### Required task a
Arrange the lines of the records below as a JSON list of strings, one string per line with blank lines left out, starting at the first line of the records and ending at the line that contains "0,146,450,223", with both ends included.

##### Extract provided

Postcoloniality and Justice

One of the key charges against international justice interventions, particularly in Africa, has been that of a re-colonization of Africans through political and administrative structures designed to rob sovereignty and physical agency as well as decision-making from African states and civilians. Though these arguments are often derided, especially by North scholars and commentators, these accusations have roots that should be considered despite the often questionable status of those making the charge, and pose questions about the framework and discourse of international and global justice projects.

Several investigations of the legacy and meaning of colonial law in the post-colonial state have revealed a disturbing connection between colonial ideas of person, body, and state/colony that remain and must be reworked in a post colonial era. Discourses of responsibility and protection bring to mind not unreasonably, ideas of paternalism and domination that invoked the same language. Not only in speech, but in law and action, responsibility, and law have been marshaled against South states under colonization as a means to discursively and materially cement Northern rule.

##########

### Required task b
Pick up the text on postcoloniality and justice where it stops and continue it.

##### Materials provided

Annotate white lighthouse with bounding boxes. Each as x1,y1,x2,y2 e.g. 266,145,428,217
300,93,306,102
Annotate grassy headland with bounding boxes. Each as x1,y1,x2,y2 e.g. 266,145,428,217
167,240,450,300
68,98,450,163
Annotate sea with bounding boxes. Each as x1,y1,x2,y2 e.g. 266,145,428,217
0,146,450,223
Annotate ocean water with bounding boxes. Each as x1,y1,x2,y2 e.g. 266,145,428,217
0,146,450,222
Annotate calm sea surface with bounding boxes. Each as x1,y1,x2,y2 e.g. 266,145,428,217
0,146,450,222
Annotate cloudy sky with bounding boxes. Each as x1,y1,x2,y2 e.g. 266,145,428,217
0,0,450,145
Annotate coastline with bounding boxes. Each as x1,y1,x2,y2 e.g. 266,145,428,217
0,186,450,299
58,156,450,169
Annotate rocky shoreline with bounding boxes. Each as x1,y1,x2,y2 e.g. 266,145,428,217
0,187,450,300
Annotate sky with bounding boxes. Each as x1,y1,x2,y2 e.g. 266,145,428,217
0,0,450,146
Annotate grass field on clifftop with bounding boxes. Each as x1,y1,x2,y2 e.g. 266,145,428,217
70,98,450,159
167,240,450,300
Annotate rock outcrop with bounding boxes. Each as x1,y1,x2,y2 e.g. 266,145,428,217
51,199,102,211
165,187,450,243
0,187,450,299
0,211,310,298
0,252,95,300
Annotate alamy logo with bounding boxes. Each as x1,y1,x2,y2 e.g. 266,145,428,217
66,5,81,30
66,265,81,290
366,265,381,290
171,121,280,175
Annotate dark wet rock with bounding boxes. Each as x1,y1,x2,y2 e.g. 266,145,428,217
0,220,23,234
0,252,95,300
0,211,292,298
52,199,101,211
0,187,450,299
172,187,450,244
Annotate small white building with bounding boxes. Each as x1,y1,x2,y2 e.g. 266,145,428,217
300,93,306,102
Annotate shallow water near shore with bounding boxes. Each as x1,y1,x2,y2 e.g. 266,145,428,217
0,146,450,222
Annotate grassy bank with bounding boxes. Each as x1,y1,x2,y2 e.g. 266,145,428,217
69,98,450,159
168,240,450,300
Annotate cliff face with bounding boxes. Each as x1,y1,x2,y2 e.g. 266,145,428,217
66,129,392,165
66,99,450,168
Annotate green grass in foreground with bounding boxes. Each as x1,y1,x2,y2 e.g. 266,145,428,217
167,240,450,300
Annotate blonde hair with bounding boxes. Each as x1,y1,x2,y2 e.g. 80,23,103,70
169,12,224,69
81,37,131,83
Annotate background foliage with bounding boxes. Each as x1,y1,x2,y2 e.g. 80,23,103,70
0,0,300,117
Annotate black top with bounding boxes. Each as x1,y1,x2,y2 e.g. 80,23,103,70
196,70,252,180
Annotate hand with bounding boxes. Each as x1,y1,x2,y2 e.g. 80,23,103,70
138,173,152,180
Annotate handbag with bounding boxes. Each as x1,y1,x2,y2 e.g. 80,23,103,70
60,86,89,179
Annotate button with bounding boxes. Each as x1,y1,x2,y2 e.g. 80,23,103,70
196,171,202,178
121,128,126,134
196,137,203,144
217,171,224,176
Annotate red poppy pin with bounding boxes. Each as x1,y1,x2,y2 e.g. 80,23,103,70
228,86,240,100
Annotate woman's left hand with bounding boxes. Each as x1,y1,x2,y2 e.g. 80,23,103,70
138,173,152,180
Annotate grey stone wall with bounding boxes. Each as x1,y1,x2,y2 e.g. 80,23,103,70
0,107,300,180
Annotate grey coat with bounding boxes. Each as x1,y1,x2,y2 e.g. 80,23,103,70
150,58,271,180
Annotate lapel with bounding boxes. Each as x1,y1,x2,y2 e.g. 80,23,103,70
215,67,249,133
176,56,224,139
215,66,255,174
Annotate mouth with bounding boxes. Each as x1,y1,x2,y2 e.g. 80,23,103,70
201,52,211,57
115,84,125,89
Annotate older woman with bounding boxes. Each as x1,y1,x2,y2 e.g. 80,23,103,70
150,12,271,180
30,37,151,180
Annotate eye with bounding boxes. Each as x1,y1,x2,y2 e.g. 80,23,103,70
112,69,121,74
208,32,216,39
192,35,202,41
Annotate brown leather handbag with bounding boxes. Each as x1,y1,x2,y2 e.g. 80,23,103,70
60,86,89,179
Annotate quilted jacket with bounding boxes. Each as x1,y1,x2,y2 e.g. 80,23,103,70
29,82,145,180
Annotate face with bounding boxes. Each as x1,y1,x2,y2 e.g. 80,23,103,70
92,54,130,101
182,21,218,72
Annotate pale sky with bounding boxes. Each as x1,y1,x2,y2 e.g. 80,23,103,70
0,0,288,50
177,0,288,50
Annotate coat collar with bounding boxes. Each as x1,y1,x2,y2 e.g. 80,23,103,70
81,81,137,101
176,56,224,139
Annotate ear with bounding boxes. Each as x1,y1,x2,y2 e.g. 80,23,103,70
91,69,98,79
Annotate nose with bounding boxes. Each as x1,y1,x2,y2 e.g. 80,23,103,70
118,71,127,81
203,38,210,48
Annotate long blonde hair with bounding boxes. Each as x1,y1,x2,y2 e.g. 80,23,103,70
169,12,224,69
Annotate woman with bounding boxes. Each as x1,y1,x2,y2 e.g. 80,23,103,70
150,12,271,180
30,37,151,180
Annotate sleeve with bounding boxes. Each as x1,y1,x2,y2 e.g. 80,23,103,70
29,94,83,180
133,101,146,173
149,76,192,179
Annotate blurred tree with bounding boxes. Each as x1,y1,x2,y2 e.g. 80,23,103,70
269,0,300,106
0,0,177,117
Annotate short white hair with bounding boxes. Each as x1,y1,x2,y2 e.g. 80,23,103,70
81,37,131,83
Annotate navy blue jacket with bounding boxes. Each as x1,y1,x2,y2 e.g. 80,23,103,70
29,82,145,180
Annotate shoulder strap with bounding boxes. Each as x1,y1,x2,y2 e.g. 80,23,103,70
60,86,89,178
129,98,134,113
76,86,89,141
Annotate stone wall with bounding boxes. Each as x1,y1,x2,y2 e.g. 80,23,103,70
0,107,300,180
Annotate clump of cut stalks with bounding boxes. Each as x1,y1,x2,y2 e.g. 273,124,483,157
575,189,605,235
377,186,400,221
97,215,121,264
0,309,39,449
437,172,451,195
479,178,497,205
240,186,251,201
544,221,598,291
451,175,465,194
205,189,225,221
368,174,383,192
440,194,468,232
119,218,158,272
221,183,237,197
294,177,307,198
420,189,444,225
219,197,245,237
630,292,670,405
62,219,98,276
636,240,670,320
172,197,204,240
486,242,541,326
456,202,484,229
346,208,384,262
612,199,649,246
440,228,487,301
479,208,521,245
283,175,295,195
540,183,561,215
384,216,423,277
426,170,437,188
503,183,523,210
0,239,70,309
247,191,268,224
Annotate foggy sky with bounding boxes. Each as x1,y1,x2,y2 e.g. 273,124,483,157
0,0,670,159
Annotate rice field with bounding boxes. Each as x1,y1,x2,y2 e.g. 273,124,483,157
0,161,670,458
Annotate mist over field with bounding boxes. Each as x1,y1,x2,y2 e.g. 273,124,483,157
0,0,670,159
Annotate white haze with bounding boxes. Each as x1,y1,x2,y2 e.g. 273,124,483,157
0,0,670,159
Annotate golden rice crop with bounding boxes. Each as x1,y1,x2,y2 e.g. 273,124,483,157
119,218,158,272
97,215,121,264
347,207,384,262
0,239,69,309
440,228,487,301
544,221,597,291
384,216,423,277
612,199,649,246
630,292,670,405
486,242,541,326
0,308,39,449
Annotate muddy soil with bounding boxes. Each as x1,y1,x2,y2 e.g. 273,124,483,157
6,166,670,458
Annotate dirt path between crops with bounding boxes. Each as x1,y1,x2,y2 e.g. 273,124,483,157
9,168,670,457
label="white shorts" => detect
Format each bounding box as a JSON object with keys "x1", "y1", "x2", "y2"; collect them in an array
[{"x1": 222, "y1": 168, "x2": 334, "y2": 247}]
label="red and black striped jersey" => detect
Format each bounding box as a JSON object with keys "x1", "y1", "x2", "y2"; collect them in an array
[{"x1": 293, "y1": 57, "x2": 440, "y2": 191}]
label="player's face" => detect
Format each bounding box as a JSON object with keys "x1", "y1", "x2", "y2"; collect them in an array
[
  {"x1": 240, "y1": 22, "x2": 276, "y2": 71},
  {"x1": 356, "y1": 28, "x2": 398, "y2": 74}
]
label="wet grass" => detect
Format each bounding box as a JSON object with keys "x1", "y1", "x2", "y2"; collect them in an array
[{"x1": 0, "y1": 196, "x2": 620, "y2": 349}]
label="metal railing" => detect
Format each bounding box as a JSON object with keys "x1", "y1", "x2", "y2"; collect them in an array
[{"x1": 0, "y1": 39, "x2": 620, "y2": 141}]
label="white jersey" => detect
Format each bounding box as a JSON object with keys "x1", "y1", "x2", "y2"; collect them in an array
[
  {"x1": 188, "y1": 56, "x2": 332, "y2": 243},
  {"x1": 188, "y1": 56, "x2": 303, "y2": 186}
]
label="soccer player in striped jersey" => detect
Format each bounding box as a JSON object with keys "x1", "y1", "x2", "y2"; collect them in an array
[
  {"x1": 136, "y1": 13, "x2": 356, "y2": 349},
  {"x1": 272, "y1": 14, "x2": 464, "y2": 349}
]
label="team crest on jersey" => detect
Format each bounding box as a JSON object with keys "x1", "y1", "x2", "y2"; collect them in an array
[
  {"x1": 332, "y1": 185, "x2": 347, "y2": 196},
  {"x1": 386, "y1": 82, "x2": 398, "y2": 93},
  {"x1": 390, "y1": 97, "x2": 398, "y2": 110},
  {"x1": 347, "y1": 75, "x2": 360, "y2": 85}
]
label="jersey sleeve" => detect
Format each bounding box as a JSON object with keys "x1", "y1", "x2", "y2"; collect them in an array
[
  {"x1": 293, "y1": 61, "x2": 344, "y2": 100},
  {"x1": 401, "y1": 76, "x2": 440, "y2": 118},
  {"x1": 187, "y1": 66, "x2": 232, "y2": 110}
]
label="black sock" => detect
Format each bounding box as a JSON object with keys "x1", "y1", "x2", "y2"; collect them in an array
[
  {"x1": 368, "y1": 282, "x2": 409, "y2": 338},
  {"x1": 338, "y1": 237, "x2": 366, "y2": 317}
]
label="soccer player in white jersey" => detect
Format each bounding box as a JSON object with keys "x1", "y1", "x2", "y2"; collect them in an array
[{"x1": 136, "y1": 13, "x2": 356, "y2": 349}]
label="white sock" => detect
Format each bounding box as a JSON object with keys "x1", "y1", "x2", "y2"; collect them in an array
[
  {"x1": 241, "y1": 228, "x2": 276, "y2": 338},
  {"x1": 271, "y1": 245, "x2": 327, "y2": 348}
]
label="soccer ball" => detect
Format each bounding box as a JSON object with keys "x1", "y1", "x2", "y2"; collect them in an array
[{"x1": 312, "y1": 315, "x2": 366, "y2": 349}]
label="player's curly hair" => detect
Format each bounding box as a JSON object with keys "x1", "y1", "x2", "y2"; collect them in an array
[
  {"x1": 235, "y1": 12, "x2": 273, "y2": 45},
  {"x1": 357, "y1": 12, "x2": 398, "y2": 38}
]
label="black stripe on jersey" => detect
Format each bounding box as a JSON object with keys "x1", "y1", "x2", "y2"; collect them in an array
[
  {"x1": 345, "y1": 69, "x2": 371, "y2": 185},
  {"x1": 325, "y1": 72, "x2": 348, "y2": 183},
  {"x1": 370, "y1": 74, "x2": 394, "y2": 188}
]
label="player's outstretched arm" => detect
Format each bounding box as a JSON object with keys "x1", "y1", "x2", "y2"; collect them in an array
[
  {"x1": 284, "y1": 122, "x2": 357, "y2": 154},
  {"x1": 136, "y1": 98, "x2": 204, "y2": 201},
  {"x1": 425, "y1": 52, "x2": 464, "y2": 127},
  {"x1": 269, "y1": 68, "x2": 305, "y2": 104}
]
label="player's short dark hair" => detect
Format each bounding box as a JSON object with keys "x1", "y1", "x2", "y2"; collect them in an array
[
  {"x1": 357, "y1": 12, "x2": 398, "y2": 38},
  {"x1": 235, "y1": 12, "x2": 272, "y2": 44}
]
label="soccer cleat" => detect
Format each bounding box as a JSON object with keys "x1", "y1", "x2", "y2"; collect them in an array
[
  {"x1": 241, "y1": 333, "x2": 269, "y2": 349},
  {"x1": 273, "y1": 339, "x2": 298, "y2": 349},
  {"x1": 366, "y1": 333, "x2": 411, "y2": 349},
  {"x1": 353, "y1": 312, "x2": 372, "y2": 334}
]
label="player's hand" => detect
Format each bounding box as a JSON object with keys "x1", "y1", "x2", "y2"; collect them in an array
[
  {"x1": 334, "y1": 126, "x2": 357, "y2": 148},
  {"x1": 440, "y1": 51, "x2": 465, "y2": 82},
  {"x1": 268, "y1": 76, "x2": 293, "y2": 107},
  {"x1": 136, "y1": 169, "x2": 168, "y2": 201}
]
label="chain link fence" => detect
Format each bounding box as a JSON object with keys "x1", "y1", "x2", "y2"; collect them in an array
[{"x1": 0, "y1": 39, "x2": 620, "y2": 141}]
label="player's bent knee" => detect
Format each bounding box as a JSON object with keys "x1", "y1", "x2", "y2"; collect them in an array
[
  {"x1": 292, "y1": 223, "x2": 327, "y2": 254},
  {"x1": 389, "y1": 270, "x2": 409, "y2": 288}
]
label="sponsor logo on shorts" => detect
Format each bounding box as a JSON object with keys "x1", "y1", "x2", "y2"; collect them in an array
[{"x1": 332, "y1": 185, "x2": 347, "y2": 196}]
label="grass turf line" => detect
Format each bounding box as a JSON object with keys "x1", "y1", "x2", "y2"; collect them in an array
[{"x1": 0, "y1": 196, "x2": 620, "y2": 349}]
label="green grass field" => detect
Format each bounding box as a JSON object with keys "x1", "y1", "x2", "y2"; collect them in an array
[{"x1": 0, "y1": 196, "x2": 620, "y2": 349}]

##########

### Exercise response a
[
  "Annotate white lighthouse with bounding boxes. Each as x1,y1,x2,y2 e.g. 266,145,428,217",
  "300,93,306,102",
  "Annotate grassy headland with bounding boxes. Each as x1,y1,x2,y2 e.g. 266,145,428,217",
  "167,240,450,300",
  "68,98,450,163",
  "Annotate sea with bounding boxes. Each as x1,y1,x2,y2 e.g. 266,145,428,217",
  "0,146,450,223"
]

### Exercise response b
As the ICC moves to increase its span, legitimacy, and to construct its role in global justice, it is thus important to look not only at the questions of who it investigates, and prosecutes, its relationship to victims and to the powerful-especially the P-5 members of the Security Council–but also to look at the types of law it produces.

Since the formation of the ad hoc’s a number of disturbing legal culture questions have arisen, around plea-bargaining, adversarial methods of court procedure, and more recently, rights of protection from “double jeopardy.” These issues pit conceptions of justice against each other, and with no civil law structure to add or remove these procedures once in place, nor a singular notion of justice, the risks that the more resourced legal systems will dominate is considerable.

What might that mean? Since the system will affect the less resourced, and is conceived by the more resourced sans corrective measures, or accountability to those it serves, the ICC and international justice more broadly, risks being either paternalistic or non-just by structure alone.

The best case of mitigating against this was in the Kenyan case, which allowed for negotiation and alternatives to some extent, before the ICC investigation. The worst case was Libya, which ignored complementarity questions and indeed the presence of a state post-arrest warrant, partly on the basis that the ICC was “helping” the people of Libya by prosecuting under its own legal and justice culture where they were unable.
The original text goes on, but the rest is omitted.